(Stored data entries)
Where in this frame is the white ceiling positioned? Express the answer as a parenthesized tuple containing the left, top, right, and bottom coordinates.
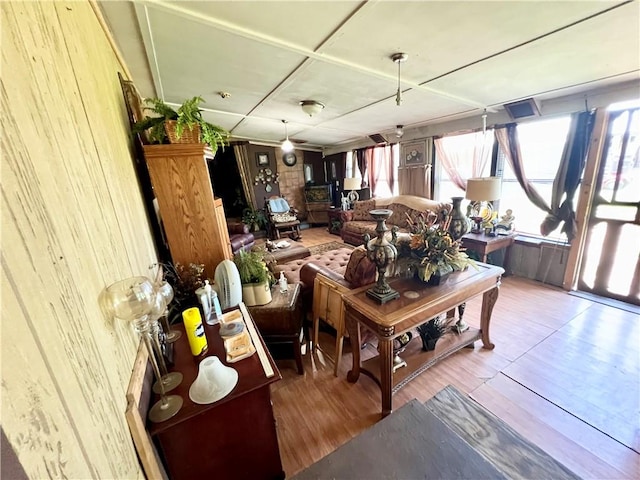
(100, 1, 640, 151)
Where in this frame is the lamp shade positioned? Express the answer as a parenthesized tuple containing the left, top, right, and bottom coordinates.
(465, 177, 501, 201)
(343, 177, 361, 191)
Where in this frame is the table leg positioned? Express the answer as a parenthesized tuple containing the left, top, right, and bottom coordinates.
(379, 337, 394, 417)
(480, 286, 499, 350)
(346, 313, 362, 383)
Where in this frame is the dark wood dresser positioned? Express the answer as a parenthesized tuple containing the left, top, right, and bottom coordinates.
(148, 319, 284, 480)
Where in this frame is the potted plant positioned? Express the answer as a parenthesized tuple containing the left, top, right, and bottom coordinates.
(133, 96, 229, 153)
(396, 211, 476, 285)
(233, 248, 274, 306)
(242, 206, 266, 232)
(416, 316, 452, 351)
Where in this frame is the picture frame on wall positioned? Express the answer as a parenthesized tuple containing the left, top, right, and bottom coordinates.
(256, 152, 269, 166)
(400, 140, 427, 166)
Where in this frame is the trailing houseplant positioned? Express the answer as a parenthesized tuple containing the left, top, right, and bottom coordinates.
(133, 96, 229, 153)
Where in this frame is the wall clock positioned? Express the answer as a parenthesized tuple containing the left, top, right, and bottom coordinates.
(282, 152, 297, 167)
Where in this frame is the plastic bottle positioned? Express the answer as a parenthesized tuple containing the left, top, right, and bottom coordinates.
(208, 281, 222, 324)
(182, 307, 208, 356)
(279, 271, 288, 294)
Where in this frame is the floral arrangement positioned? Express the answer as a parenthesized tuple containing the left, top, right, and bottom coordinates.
(159, 262, 206, 322)
(397, 209, 475, 282)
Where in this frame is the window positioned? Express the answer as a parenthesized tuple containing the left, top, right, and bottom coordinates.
(434, 130, 493, 202)
(500, 116, 571, 237)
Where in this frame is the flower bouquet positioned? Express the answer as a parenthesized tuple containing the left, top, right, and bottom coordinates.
(397, 210, 475, 284)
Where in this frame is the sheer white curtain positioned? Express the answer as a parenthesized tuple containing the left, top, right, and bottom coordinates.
(434, 131, 494, 190)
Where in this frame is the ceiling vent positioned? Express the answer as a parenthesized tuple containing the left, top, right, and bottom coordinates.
(503, 98, 540, 120)
(368, 133, 387, 145)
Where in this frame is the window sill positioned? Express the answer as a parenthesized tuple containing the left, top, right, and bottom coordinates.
(513, 233, 569, 248)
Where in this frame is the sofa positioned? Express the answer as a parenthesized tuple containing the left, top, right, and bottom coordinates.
(340, 195, 449, 246)
(228, 222, 255, 255)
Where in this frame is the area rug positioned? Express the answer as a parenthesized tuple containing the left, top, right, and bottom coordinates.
(308, 241, 354, 256)
(293, 385, 579, 480)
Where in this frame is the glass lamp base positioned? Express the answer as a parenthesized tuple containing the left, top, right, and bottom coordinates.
(153, 372, 183, 394)
(165, 329, 182, 343)
(148, 394, 183, 423)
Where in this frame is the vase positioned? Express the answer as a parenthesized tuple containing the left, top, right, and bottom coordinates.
(448, 196, 470, 240)
(364, 209, 400, 304)
(417, 263, 453, 286)
(242, 281, 272, 306)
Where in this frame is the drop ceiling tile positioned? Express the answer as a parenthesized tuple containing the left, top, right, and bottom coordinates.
(321, 1, 621, 82)
(428, 4, 640, 106)
(146, 7, 307, 113)
(172, 1, 361, 50)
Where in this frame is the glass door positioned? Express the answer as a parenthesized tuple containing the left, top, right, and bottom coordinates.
(578, 107, 640, 305)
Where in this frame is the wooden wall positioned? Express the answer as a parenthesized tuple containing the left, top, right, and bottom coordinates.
(1, 2, 157, 478)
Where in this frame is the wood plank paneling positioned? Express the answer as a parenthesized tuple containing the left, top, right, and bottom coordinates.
(1, 1, 156, 478)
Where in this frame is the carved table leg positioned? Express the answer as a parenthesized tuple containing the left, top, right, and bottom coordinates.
(480, 285, 500, 349)
(346, 312, 362, 383)
(378, 337, 394, 417)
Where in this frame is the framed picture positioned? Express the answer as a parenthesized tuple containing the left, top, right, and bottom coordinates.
(401, 140, 427, 166)
(256, 152, 269, 166)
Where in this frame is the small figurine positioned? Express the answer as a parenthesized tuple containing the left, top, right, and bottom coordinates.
(496, 209, 515, 232)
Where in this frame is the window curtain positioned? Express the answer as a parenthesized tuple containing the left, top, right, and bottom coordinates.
(232, 143, 256, 209)
(354, 147, 374, 188)
(434, 131, 493, 190)
(368, 145, 394, 196)
(398, 165, 431, 197)
(495, 111, 595, 242)
(541, 110, 596, 241)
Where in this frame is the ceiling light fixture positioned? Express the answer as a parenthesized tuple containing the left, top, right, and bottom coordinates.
(395, 125, 404, 138)
(281, 120, 293, 152)
(300, 100, 325, 117)
(391, 52, 408, 106)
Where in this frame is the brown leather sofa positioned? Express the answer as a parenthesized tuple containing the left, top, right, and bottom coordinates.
(228, 222, 255, 255)
(273, 246, 377, 316)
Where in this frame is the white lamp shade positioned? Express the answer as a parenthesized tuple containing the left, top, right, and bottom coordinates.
(465, 177, 501, 201)
(343, 177, 361, 191)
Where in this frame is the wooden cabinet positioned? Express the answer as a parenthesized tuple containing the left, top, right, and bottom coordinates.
(148, 320, 284, 480)
(304, 184, 332, 225)
(143, 144, 232, 279)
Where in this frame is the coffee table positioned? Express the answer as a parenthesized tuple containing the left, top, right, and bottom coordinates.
(343, 263, 504, 416)
(266, 242, 310, 265)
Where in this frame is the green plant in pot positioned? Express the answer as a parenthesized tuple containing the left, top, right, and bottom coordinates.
(242, 206, 266, 232)
(133, 96, 229, 153)
(233, 248, 274, 306)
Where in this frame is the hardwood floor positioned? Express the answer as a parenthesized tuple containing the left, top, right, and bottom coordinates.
(268, 228, 640, 479)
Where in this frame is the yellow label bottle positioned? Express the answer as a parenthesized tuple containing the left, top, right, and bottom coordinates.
(182, 307, 208, 356)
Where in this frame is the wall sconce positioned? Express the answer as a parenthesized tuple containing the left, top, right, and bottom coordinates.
(300, 100, 325, 117)
(395, 125, 404, 138)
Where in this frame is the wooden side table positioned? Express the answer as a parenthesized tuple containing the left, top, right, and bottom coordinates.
(248, 283, 304, 374)
(461, 232, 515, 273)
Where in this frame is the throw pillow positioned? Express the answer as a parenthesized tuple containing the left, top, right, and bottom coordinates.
(388, 203, 412, 228)
(344, 247, 377, 287)
(352, 199, 376, 221)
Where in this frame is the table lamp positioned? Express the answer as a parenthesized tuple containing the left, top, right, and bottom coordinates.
(343, 177, 361, 208)
(465, 177, 501, 234)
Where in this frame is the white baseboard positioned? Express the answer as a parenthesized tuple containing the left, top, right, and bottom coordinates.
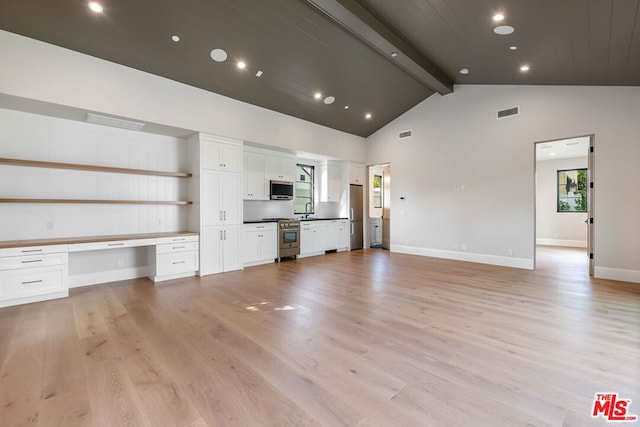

--- Task to carry out ---
Please output all the data exactly as given, with the pictures omitted.

--- Answer space ---
Where in this frame is the white ceiling positioned? Express the answer as a parenthesized tuple containing the left, top, right, and bottom coordinates.
(100, 1, 640, 151)
Where in this frame is the lamp shade positioned? Express the answer as a parenthesized tuple containing the left, top, right, and bottom coordinates.
(465, 177, 501, 201)
(343, 177, 361, 191)
Where in this frame is the table leg positioned? Express the answer as a parenthesized tuple containing the left, top, right, and bottom coordinates.
(379, 337, 394, 417)
(480, 286, 499, 350)
(346, 313, 362, 383)
Where in this frame is the dark wood dresser positioned? Express the answer as a parenthesized tuple containing the left, top, right, and bottom coordinates.
(148, 319, 284, 480)
Where in this frame is the potted plant positioned? Express the answer as a parenthesized tuple containing the left, top, right, and bottom coordinates.
(133, 96, 229, 153)
(396, 211, 476, 285)
(233, 248, 274, 306)
(242, 206, 266, 232)
(416, 316, 452, 351)
Where in this frame is the picture frame on wall positioned? Express the answer as a parenthesized tuple containing the left, top, right, and bottom coordinates.
(256, 152, 269, 166)
(400, 140, 427, 166)
Where in this frame is the trailing houseplant positioned? Express the answer as a parenthesized tuple containing the left, top, right, and bottom coordinates.
(133, 96, 229, 153)
Where in this frame is the wall clock positioned? Express the answer as a parenthesized tuple containing the left, top, right, and bottom coordinates.
(282, 152, 297, 167)
Where in this frame is the plastic bottle positioned? Express the answer as a parenthesized tuple containing the left, top, right, and bottom coordinates.
(208, 281, 222, 324)
(182, 307, 208, 356)
(279, 271, 288, 294)
Where in this frame is the floral arrangement positioned? Express the answer as a parenthesized tuple containing the left, top, right, and bottom coordinates.
(159, 262, 206, 322)
(397, 209, 475, 282)
Where in this frame is the window positioned? Express the answer as a parenthesized tuple containing the left, top, right, and bottom coordinates.
(434, 130, 493, 202)
(500, 116, 571, 237)
Where in this frame is the flower bouquet positioned? Express the answer as a parenthesized tuple containing the left, top, right, and bottom coordinates.
(397, 210, 475, 284)
Where in this frame is the sheer white curtain positioned? Express the answer as a parenthesized tuple containing the left, top, right, and bottom coordinates.
(434, 131, 494, 190)
Where in this frame is the ceiling vent positioned? Express the answer as a parenthesized tuple containing the left, top, right, and bottom coordinates.
(503, 98, 540, 120)
(368, 133, 387, 145)
Where in this frame is the window sill positioned? Express the answer as a parenthesized tuple containing the left, top, right, and bottom coordinates.
(513, 233, 569, 248)
Where in this frame is the sofa positioned? Express the answer as a parenthesized tuple containing the left, top, right, and bottom coordinates.
(340, 195, 449, 246)
(228, 222, 255, 255)
Where in this frame is the area rug positioned? Express the answer as a parenthesized tuple containing the left, top, right, and bottom coordinates.
(308, 241, 354, 256)
(293, 385, 579, 480)
Where in this frame is the glass lamp base positioned? Express the answer as a parenthesized tuple containing the left, top, right, and bottom coordinates.
(153, 372, 183, 394)
(165, 329, 182, 343)
(148, 394, 183, 423)
Where in this frame is the vase positioned? Express the answer as a parenthesized tuple containing the left, top, right, and bottom coordinates.
(448, 196, 470, 240)
(364, 209, 400, 304)
(417, 263, 453, 286)
(242, 281, 272, 306)
Where in this frame is the drop ceiling tile positioned? Express the answer as a parenthesized tuple containing the left, top, right, and bottom coordinates.
(321, 1, 621, 82)
(428, 4, 640, 106)
(146, 7, 307, 113)
(172, 1, 361, 50)
Where in this frame is the glass door positioned? Express the answer as a parenthesized tuple containing the left, top, right, and bottom coordinates.
(578, 107, 640, 305)
Where in this frame is the wooden wall positioned? Express the answer as a parenthesized tuple containing the left, top, right, and bottom coordinates.
(1, 2, 157, 478)
Where in this frame is the wood plank paneling positioned? Express the answer as a parenthesized tuple containing the left, top, right, and bottom coordinates.
(1, 1, 156, 478)
Where in this frame is the carved table leg positioned? Express the answer as a parenthesized tuple containing the left, top, right, and bottom coordinates.
(480, 285, 500, 349)
(346, 312, 362, 383)
(378, 337, 394, 417)
Where in this frame is the framed picture positioned? Express the answer as a parenthesized tuple containing the left, top, right, and bottom coordinates.
(401, 140, 427, 166)
(256, 152, 269, 166)
Where in this frame is the small figurine positioned? Express the answer as a parenthesized tuple containing the left, top, right, and bottom coordinates.
(496, 209, 515, 232)
Where in this frame is the window curtain positioned? Express the answer as a parenthesized tuple containing the left, top, right, and bottom coordinates.
(232, 143, 256, 209)
(354, 147, 374, 188)
(434, 131, 493, 190)
(368, 145, 394, 196)
(398, 165, 431, 197)
(495, 111, 595, 242)
(541, 110, 596, 241)
Where in this frame is the ceiling light fixture positioned? Express the answer as a parenthesized tuple containing the left, top, right, and bottom coordinates.
(395, 125, 404, 138)
(281, 120, 293, 152)
(300, 100, 325, 117)
(391, 52, 408, 106)
Where in this frame is the brown leather sofa positioned? Express the answer as a parenthesized tuple containing the left, top, right, and bottom coordinates.
(228, 222, 255, 255)
(273, 246, 377, 316)
Where in this frame is the white lamp shade positioned? Express the answer as a parenthesized tuple containing the left, top, right, and bottom coordinates.
(465, 177, 501, 201)
(343, 177, 361, 191)
Where in this frame is the wooden cabinet positioned? Express the answer as a parenthesized tuple containing the left, top, right, and bottom coordinates.
(148, 320, 284, 480)
(304, 184, 332, 225)
(143, 144, 232, 279)
Where in this frame is the coffee table positioned? Express the answer as a parenthesized tuple containing the left, top, right, and bottom coordinates.
(343, 263, 504, 416)
(266, 242, 310, 265)
Where in this frame is the green plant in pot positioned? Express the answer as a parenthesized tuple containing the left, top, right, and bottom coordinates.
(242, 206, 266, 232)
(133, 96, 229, 153)
(233, 248, 274, 306)
Where in this frame is the hardwood floor positioned? Express the answer as a parenthesized tuple containing the left, top, right, and bottom coordinates.
(268, 228, 640, 479)
Where in this frame is the yellow label bottle positioned? Express the answer as a parenthesized tuple containing the left, top, right, and bottom coordinates.
(182, 307, 208, 356)
Where in this frame is the wall sconce positioned? Express the answer as a parenthesized tuple containing the left, top, right, and bottom coordinates.
(300, 100, 325, 117)
(395, 125, 404, 138)
Where in this frame is the wooden side table positioned? Express the answer as a parenthesized tuple containing the left, top, right, and bottom coordinates.
(248, 283, 304, 374)
(461, 232, 515, 273)
Where in this frame is the throw pillow positioned? Express the answer as a parenthesized tuple containing the left, top, right, and bottom coordinates.
(388, 203, 412, 228)
(344, 247, 377, 287)
(352, 199, 376, 221)
Where in this frame is the table lamp positioned? Express the answer as a parenthesized tuple containing the left, top, right, and bottom coordinates.
(343, 177, 361, 208)
(465, 177, 501, 234)
Where in this frame is the white baseboard positioned? Express the answer as a parenthesized tuple containing the left, top, right, and bottom coordinates.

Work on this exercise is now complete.